MATERIAL TO PROCESS:
------------------------

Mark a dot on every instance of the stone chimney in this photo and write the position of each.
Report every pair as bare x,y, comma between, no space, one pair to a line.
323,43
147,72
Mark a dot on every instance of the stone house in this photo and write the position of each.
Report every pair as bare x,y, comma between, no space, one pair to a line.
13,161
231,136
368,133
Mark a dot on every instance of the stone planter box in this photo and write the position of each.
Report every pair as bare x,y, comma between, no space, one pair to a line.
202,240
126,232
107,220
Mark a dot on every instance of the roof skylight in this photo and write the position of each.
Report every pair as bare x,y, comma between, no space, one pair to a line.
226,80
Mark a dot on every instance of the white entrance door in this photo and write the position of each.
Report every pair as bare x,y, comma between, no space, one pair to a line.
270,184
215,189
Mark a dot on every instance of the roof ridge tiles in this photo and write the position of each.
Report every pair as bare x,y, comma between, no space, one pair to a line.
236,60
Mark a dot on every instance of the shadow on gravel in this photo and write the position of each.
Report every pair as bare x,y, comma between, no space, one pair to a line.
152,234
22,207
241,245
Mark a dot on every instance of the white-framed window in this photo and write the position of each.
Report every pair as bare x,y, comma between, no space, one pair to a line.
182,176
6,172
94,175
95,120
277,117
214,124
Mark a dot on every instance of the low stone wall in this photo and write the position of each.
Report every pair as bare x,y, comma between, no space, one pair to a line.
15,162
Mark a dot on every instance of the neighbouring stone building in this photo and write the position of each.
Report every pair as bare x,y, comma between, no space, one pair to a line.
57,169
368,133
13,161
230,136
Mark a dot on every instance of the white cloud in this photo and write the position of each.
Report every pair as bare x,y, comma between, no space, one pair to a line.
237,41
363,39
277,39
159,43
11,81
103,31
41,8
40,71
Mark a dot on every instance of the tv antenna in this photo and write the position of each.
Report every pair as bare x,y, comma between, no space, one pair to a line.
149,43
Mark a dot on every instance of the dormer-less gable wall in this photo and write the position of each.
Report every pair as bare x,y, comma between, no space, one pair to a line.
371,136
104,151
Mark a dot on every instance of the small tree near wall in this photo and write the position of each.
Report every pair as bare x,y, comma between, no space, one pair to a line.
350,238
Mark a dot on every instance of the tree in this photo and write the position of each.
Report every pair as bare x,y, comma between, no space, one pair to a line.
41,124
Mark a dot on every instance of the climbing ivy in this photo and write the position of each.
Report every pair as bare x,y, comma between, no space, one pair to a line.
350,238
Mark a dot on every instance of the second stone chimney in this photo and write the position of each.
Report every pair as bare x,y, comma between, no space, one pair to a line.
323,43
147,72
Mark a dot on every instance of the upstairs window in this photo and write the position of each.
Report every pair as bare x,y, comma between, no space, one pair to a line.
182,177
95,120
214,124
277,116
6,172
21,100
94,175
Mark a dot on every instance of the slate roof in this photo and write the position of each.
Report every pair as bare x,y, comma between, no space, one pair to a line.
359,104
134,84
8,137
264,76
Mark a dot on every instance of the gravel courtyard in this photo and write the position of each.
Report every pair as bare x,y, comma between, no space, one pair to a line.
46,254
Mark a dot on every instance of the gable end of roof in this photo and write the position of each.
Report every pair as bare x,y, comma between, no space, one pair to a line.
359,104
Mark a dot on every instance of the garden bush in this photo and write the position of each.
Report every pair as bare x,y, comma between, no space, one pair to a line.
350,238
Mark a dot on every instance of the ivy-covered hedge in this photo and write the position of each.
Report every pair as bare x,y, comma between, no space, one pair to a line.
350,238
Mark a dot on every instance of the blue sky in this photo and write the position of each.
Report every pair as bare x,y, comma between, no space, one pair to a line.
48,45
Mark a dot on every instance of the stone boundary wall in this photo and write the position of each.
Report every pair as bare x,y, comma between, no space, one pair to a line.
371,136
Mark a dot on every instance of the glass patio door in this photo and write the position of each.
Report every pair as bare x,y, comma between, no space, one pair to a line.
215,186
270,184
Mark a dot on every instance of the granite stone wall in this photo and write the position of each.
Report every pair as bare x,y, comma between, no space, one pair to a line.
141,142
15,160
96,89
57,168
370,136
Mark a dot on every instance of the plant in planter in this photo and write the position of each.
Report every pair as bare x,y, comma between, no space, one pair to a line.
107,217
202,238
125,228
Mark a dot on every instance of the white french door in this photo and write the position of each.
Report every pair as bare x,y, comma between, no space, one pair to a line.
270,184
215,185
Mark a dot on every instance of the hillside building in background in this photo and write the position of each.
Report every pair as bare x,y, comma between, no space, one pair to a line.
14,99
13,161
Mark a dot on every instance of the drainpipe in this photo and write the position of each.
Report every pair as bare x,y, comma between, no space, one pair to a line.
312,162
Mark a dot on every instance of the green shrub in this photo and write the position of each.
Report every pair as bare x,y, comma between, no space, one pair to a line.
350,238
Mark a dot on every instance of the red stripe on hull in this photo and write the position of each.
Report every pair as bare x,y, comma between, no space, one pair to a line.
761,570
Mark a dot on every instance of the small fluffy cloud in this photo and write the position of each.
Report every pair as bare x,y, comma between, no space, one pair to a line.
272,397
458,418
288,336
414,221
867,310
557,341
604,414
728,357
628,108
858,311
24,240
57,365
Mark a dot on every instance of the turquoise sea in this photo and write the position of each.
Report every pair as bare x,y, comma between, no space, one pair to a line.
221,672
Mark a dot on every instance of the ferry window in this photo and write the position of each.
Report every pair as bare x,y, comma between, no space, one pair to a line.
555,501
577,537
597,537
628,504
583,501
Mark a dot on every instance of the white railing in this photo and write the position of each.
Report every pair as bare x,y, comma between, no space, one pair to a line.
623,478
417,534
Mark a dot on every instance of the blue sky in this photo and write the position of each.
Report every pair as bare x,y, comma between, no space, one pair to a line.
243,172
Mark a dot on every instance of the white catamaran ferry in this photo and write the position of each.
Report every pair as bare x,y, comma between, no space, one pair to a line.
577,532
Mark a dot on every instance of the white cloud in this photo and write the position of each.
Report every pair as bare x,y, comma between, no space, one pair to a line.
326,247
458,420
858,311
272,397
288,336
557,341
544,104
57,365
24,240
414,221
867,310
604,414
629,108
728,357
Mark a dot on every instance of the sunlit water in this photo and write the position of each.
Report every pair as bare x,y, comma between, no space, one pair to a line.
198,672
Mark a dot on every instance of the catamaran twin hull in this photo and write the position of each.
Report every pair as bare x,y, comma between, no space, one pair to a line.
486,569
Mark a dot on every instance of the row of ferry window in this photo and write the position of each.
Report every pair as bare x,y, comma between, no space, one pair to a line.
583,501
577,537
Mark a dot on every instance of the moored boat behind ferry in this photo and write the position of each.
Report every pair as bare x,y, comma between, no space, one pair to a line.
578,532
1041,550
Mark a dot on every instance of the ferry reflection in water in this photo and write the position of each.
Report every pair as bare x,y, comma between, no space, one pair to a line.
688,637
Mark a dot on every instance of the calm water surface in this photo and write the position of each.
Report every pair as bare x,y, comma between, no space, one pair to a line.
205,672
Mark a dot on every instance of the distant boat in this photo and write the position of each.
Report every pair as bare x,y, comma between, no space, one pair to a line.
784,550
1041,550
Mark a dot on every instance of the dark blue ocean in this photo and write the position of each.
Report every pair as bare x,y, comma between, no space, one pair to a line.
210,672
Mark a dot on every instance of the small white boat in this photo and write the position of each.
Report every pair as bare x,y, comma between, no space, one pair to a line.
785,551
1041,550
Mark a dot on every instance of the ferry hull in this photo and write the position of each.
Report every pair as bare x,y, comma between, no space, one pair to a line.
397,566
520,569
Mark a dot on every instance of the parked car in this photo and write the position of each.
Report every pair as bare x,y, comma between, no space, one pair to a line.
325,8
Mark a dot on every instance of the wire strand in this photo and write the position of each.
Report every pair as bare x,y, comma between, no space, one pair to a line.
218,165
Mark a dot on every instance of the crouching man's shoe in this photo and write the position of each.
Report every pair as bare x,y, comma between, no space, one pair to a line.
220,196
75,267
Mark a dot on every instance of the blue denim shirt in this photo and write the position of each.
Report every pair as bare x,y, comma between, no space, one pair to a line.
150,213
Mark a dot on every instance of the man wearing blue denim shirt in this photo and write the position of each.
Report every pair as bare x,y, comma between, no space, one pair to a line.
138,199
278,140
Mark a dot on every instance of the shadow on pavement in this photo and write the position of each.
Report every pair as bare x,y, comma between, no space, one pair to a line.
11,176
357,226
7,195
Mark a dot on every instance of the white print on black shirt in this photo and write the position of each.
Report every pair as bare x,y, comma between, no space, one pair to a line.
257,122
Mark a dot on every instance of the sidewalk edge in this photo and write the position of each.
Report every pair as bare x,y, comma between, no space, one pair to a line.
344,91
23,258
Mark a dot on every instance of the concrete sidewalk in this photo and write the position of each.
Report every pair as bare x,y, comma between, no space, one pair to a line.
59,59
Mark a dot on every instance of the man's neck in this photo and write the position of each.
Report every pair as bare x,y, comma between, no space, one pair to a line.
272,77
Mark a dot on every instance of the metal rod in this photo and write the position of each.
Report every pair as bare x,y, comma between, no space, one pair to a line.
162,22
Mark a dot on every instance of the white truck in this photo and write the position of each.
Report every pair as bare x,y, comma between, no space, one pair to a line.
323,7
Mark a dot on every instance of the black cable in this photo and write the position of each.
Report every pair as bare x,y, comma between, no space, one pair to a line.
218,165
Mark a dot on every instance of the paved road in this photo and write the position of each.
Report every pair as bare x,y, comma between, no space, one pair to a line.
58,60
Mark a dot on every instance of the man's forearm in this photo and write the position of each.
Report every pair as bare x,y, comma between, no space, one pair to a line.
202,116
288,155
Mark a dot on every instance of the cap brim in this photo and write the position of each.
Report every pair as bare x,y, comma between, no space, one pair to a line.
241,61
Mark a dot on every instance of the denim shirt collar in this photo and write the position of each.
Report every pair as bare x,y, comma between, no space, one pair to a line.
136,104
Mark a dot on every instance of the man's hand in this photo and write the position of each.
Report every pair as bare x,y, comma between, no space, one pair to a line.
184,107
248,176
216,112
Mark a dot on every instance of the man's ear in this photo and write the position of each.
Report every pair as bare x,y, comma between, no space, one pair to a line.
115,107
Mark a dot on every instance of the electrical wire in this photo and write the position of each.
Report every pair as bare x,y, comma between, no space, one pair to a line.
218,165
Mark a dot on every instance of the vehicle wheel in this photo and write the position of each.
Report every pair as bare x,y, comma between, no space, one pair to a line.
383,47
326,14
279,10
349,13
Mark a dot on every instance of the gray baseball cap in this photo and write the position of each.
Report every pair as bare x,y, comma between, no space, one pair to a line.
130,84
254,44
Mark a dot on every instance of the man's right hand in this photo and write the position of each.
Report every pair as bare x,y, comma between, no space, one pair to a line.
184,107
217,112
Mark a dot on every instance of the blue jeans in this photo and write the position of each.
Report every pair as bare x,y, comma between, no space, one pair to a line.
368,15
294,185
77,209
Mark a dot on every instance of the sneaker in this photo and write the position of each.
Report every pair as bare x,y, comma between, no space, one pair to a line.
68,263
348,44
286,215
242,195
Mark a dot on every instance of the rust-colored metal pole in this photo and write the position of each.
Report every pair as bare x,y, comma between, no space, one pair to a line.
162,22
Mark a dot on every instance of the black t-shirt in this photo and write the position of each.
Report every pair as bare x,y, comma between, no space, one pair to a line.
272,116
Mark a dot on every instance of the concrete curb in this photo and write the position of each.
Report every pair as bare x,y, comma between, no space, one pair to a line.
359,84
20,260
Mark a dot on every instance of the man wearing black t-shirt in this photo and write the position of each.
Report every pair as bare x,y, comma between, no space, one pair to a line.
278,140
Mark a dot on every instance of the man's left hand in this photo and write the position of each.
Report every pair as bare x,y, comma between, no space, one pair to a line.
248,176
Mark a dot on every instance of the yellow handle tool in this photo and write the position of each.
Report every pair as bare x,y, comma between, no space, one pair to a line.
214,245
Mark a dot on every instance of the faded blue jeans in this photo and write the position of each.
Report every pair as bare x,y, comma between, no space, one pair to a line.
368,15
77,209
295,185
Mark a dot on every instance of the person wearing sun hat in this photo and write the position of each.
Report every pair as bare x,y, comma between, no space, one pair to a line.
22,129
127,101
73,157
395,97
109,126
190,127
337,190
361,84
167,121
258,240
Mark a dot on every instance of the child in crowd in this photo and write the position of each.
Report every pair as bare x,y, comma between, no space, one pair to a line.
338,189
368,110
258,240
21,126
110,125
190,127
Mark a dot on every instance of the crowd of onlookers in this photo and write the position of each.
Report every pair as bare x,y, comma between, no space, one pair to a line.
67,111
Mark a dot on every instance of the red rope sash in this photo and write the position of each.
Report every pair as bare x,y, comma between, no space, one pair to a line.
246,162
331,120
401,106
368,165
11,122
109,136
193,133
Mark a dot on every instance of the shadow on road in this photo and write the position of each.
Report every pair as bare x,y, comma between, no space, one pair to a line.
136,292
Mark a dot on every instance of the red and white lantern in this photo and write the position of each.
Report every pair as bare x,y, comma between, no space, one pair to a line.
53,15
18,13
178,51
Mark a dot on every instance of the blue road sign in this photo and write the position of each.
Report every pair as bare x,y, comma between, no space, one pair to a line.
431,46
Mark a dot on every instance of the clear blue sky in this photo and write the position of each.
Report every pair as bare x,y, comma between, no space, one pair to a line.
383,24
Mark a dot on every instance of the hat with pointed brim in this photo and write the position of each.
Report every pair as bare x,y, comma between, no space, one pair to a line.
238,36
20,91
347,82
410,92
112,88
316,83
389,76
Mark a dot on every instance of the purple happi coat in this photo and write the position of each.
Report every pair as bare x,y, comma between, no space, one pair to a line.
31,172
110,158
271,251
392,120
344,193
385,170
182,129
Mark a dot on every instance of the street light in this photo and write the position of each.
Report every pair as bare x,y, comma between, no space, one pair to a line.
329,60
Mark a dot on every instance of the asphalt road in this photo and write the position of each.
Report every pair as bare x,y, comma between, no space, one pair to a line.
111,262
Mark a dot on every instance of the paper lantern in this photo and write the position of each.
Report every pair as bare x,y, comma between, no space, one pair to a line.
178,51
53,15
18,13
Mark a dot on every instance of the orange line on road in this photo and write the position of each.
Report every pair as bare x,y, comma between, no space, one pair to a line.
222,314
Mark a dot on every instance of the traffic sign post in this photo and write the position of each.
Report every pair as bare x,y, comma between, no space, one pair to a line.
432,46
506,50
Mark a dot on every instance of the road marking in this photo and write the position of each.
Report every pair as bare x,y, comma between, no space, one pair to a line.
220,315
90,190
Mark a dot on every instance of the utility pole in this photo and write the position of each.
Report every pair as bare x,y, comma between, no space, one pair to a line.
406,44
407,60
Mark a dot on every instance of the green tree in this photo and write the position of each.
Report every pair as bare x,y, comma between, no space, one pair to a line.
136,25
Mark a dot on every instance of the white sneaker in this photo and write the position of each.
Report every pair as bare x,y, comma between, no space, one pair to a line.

------------------------

TASK STATEMENT: Everything from the line containing "Mark a dot on every instance of the utility" to the end of the records must be written out exactly; include both of those lines and no others.

FINAL RESULT:
Mark a dot on every instance of the utility pole in this photo and write the position of each.
Report every pair as bare x,y, comma between, no space, one pair to a line.
406,44
407,60
Mark a dot on every instance of the green tree in this photo and write the position of each.
Report every pair as bare x,y, comma between, no space, one pair to a line.
136,25
Mark a dot on every instance of the white sneaker in this photo and write the position of each.
Report every pair as bare x,y, comma between, no space, one pair to a line.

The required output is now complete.